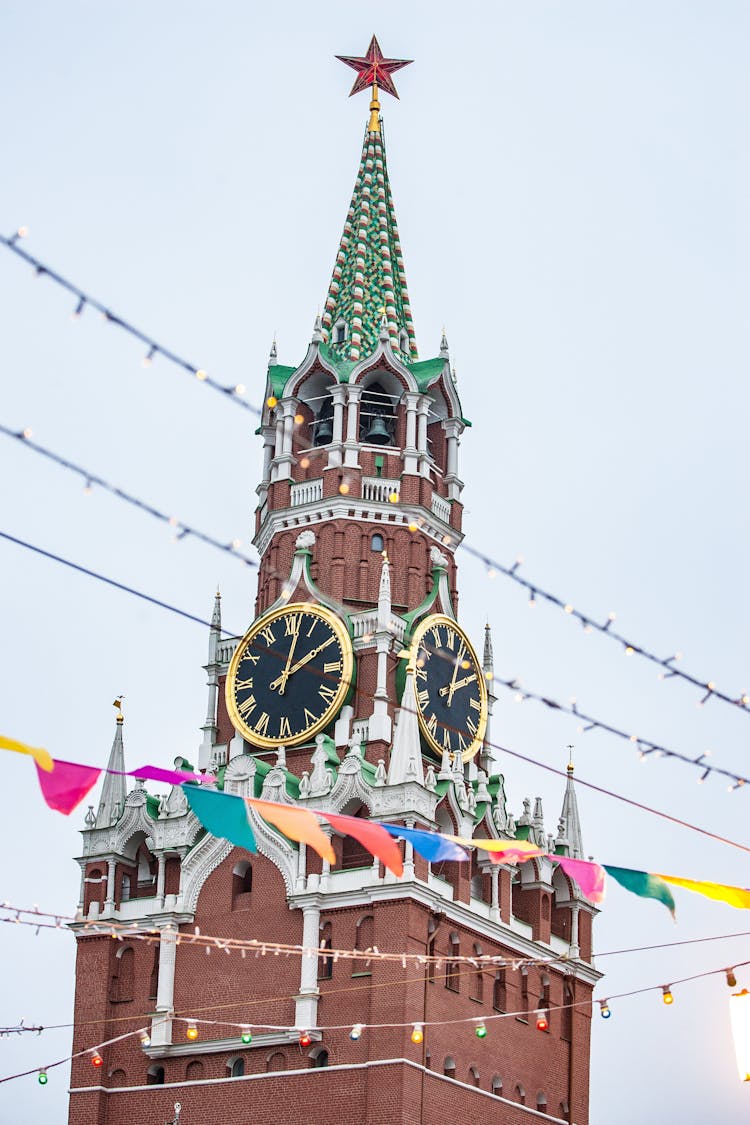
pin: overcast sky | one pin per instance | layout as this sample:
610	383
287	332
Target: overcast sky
570	182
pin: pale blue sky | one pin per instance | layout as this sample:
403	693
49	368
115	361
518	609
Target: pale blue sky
570	182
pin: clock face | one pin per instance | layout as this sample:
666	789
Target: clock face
450	687
289	675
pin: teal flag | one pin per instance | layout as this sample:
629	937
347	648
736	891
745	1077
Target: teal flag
222	815
643	884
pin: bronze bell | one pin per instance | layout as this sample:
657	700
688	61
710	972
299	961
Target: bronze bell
378	434
324	432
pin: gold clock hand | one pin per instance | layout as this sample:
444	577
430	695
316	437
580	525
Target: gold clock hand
285	674
460	683
301	663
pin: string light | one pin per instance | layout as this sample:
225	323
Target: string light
120	323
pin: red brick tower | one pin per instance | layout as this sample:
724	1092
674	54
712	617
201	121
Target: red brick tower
358	521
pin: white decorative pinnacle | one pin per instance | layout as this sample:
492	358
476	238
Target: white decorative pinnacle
406	753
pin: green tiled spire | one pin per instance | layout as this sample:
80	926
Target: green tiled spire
368	278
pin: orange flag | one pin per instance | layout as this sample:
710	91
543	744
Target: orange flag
297	824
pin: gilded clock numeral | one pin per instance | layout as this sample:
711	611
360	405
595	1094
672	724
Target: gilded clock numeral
246	707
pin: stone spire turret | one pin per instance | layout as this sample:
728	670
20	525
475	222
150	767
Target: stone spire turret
114	789
570	818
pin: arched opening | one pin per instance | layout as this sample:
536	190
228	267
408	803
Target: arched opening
236	1067
377	416
123	980
478	979
318	1056
499	991
242	885
364	941
452	978
325	961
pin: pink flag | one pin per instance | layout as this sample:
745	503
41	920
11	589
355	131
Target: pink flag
66	784
589	876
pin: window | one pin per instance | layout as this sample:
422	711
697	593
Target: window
363	941
123	981
478	981
242	885
325	961
499	991
452	979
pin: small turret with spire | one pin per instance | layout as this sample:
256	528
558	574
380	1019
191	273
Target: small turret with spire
114	789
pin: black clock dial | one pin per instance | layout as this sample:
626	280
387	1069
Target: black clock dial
289	675
450	687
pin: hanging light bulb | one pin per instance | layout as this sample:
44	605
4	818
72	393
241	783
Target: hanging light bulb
739	1008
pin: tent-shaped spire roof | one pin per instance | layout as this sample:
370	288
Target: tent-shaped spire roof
368	277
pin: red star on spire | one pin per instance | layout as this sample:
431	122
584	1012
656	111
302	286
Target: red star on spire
373	70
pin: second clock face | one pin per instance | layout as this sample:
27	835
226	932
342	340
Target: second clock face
289	675
450	687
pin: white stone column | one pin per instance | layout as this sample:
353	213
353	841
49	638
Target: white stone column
160	880
495	884
352	444
109	901
161	1023
306	1004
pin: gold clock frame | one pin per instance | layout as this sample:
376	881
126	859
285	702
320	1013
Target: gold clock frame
424	627
344	682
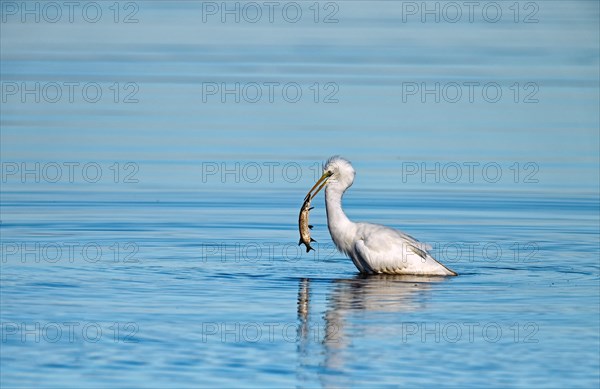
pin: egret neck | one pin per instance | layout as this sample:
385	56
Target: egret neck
340	227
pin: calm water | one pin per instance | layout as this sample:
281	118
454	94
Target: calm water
149	238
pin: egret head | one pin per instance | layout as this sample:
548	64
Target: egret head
338	172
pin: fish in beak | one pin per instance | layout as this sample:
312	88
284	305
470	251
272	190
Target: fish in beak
303	225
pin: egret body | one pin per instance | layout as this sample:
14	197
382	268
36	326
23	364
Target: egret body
374	249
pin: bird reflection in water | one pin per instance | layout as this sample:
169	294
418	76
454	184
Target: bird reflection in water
351	297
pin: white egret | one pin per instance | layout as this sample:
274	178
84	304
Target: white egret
374	249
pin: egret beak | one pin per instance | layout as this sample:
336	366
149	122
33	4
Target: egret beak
322	181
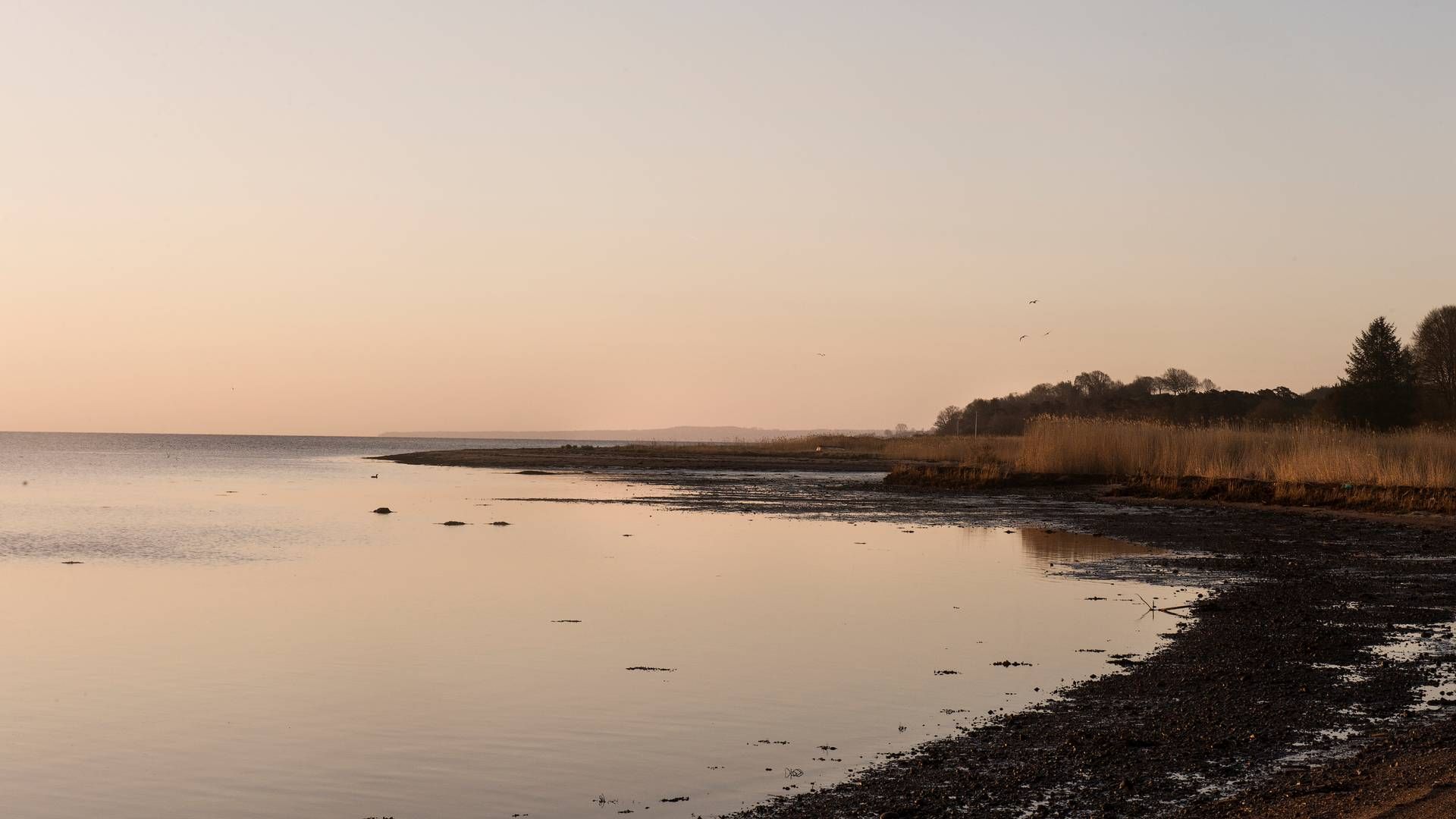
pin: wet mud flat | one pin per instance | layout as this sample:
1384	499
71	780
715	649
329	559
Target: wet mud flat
1326	640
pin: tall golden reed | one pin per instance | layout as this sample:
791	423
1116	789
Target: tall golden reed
1294	453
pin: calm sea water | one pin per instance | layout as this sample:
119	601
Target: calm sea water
243	639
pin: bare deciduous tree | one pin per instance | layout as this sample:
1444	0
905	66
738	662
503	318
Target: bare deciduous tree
1177	381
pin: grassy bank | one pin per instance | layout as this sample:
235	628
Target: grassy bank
1282	455
1296	465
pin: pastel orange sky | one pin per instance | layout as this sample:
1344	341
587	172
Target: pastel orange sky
350	218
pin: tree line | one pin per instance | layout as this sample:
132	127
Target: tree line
1386	385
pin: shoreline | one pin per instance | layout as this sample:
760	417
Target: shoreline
1269	703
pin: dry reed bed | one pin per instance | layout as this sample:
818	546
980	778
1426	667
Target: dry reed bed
1289	455
951	449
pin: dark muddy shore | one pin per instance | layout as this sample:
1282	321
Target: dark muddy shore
1323	659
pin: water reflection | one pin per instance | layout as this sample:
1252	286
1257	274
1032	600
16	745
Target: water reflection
391	667
1052	545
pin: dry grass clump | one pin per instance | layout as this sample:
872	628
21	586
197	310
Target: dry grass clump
1305	453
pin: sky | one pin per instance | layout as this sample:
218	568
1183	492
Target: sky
343	218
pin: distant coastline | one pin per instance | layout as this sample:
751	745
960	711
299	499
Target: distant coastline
658	435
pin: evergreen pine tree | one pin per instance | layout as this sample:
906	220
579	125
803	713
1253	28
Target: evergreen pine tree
1379	384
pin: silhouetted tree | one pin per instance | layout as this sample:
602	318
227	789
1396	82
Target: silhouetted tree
1435	349
1095	384
1177	381
1379	384
948	422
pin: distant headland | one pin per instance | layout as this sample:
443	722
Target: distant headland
658	435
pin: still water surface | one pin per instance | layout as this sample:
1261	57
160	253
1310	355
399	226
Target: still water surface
243	639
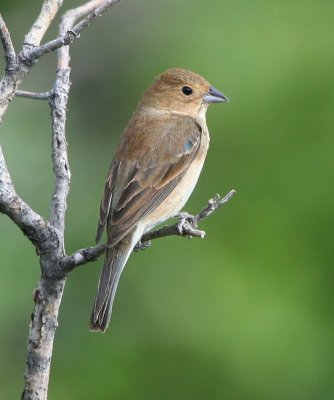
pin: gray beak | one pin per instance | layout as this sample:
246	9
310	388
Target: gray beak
214	96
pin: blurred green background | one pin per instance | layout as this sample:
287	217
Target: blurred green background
246	313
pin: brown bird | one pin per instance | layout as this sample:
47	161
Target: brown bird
155	169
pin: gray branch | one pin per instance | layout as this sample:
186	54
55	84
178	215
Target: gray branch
37	229
7	44
187	226
33	95
48	237
32	50
69	34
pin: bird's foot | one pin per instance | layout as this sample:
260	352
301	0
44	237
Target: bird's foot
142	245
187	225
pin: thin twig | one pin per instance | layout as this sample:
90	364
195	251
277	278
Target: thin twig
71	34
7	44
187	226
50	289
33	95
48	11
32	225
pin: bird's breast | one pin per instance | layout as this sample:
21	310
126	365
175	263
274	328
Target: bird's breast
180	195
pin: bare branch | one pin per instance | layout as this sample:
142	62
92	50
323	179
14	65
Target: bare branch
82	256
187	226
31	224
40	26
33	95
7	44
61	169
69	35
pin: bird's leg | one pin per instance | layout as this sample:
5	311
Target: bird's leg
142	245
187	225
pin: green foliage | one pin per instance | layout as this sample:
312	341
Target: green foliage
247	312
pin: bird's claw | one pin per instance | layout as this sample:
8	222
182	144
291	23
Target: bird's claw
187	222
142	245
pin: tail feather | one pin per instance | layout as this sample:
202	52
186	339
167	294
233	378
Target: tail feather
114	262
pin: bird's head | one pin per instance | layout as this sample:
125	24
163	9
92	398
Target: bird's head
182	91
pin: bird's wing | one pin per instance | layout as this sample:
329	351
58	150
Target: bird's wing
147	167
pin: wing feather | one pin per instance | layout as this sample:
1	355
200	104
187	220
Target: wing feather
152	178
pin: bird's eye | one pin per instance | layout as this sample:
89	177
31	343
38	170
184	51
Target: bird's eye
186	90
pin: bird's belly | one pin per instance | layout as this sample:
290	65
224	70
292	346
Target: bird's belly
178	197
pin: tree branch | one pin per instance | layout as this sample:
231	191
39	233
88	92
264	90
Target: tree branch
68	32
33	95
7	44
187	226
49	293
32	225
48	11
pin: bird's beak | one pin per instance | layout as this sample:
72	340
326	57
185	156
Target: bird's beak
214	96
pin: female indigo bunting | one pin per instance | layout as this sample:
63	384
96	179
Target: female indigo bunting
155	169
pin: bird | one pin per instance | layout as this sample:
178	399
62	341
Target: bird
155	168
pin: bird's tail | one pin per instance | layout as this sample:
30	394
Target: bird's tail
114	262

━━━━━━━━━━━━━━━━━━━━

● **AIM OF THE EXERCISE**:
Write out again, without any change, the rows starting at the line that contains "pin: bird's belly" and ending at the final line of the rows.

● **EXERCISE OUTPUT**:
pin: bird's belly | one pin per instance | layout as this sample:
290	65
224	70
292	346
Target: bird's belly
178	197
pin: tree branch | one pin per instance | layout as this sample:
231	191
39	233
88	92
264	90
Target: tree branch
68	32
33	95
7	44
187	226
49	293
32	225
48	11
pin: bird's beak | one pin per instance | layout as this sample:
72	340
326	57
185	156
Target: bird's beak
214	96
pin: female indigo bunting | one pin per instance | layout as this sample:
63	384
96	179
Target: female indigo bunting
155	169
pin: bird | one pin per instance | layout as this sample:
178	399
62	341
Target: bird
155	168
pin: bird's tail | one pin per instance | layout as this sample:
30	394
Target: bird's tail
114	262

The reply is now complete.